- Assignment -
Please count the lines in the data below that hold the word "wall", and give only the number.
**** Records shown
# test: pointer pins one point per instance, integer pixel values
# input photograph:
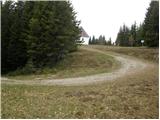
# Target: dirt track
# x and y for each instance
(129, 65)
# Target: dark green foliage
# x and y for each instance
(148, 31)
(37, 33)
(151, 25)
(123, 36)
(98, 41)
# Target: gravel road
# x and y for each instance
(129, 65)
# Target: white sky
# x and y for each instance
(104, 17)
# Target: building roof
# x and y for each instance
(83, 33)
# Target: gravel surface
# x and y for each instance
(129, 65)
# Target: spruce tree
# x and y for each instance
(151, 25)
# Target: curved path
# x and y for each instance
(129, 65)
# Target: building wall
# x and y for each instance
(85, 39)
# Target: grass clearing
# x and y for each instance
(80, 63)
(130, 97)
(150, 54)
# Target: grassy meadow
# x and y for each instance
(133, 96)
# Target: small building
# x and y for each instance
(84, 37)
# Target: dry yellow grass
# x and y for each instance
(132, 96)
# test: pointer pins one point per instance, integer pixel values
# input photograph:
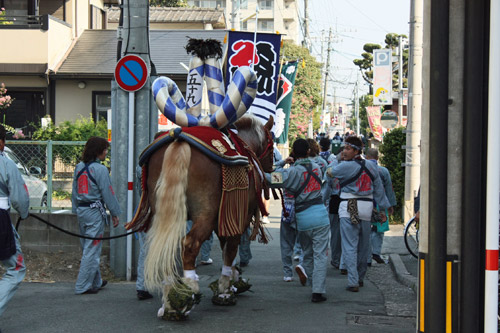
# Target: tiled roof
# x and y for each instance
(94, 54)
(175, 15)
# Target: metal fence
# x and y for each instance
(47, 168)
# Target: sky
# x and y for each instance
(354, 23)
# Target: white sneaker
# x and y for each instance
(207, 262)
(302, 274)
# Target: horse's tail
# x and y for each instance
(169, 221)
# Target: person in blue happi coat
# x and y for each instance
(359, 184)
(92, 193)
(13, 192)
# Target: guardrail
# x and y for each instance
(24, 22)
(48, 170)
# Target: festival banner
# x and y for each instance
(382, 77)
(285, 93)
(373, 113)
(265, 58)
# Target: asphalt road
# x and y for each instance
(382, 305)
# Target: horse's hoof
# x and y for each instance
(174, 316)
(182, 299)
(241, 286)
(224, 299)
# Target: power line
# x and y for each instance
(368, 17)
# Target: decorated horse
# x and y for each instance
(212, 175)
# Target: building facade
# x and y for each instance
(273, 16)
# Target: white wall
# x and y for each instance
(73, 102)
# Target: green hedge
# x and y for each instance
(393, 157)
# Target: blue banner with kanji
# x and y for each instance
(266, 65)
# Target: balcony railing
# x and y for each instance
(25, 22)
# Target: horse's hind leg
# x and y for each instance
(200, 232)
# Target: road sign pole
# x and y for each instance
(130, 177)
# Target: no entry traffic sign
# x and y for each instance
(131, 73)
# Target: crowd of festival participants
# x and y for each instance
(337, 203)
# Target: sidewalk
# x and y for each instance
(404, 265)
(382, 305)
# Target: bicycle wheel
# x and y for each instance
(411, 237)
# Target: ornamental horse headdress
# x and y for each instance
(225, 108)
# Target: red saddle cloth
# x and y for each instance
(234, 156)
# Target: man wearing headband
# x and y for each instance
(303, 179)
(359, 184)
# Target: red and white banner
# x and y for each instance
(382, 77)
(373, 113)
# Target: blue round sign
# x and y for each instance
(131, 73)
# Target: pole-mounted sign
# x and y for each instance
(131, 73)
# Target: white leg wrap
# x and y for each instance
(235, 274)
(226, 270)
(169, 281)
(191, 274)
(161, 311)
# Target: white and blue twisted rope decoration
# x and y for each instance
(224, 109)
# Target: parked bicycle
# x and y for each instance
(411, 237)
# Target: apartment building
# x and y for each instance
(273, 15)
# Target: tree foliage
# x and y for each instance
(306, 93)
(393, 157)
(365, 63)
(79, 130)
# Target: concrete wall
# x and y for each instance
(38, 236)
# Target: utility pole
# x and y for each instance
(413, 130)
(327, 70)
(356, 104)
(307, 37)
(325, 85)
(400, 81)
(145, 125)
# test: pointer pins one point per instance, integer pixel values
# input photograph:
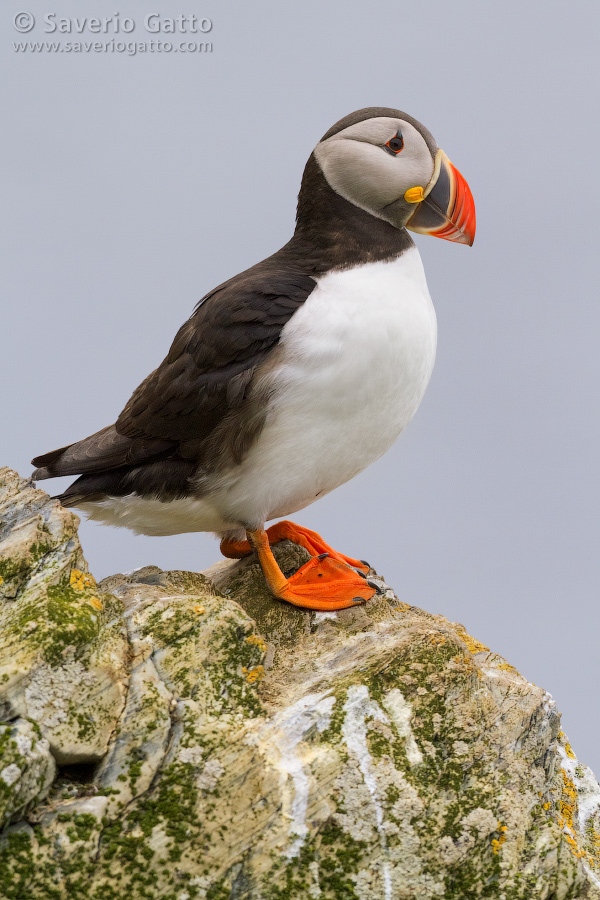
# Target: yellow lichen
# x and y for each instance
(256, 673)
(437, 638)
(568, 801)
(497, 842)
(568, 749)
(79, 581)
(506, 667)
(400, 606)
(257, 641)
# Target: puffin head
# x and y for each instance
(388, 164)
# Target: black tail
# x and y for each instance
(99, 453)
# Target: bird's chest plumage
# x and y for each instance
(350, 371)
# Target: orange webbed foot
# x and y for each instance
(325, 582)
(312, 542)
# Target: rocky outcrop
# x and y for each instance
(177, 735)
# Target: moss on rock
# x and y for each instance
(227, 745)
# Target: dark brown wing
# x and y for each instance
(197, 406)
(213, 357)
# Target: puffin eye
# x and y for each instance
(395, 145)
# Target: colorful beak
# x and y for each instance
(447, 209)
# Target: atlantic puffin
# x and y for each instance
(295, 375)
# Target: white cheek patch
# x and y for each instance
(358, 168)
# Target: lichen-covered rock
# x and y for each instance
(63, 647)
(270, 753)
(27, 768)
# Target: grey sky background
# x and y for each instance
(134, 184)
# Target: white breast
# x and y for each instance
(355, 361)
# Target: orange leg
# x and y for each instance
(306, 538)
(322, 583)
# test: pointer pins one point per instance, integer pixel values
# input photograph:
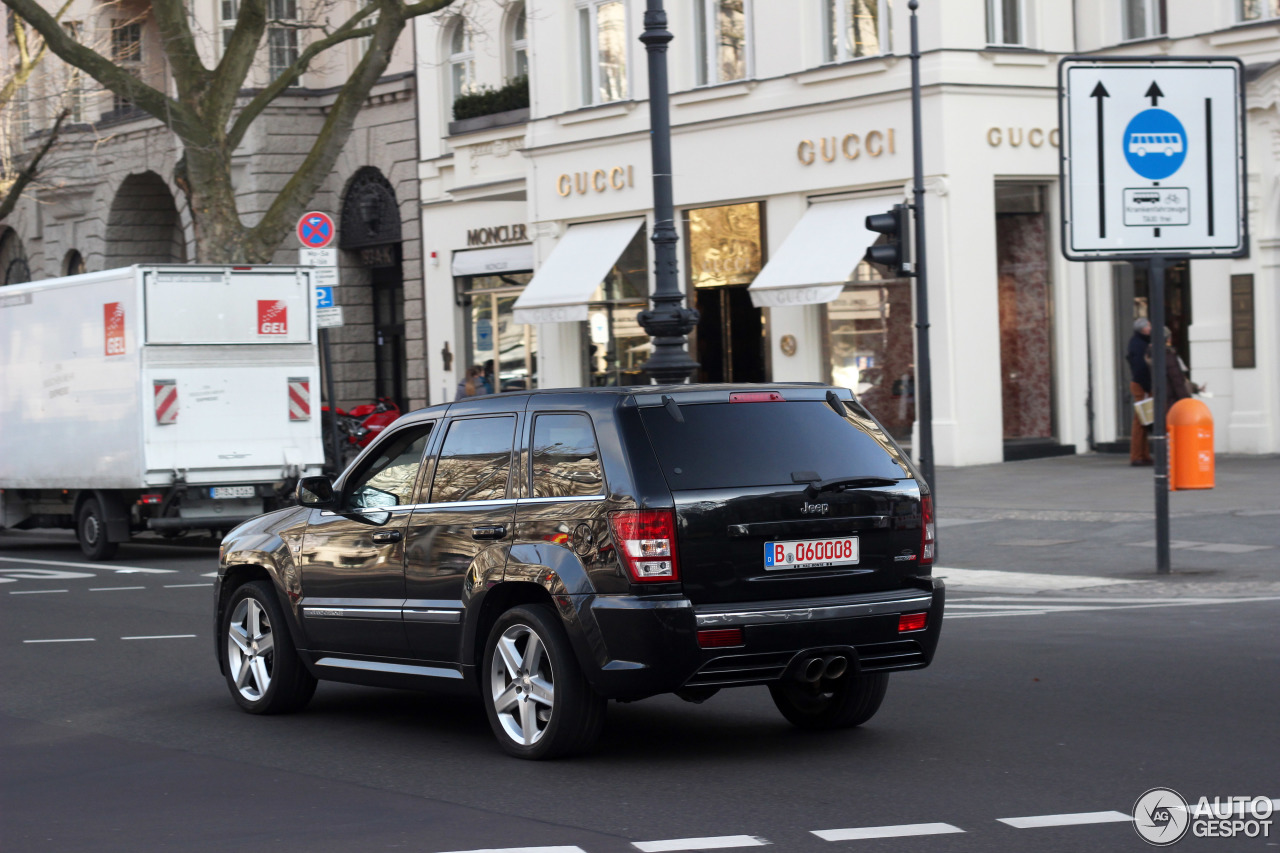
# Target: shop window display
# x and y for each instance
(615, 346)
(504, 349)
********
- Result -
3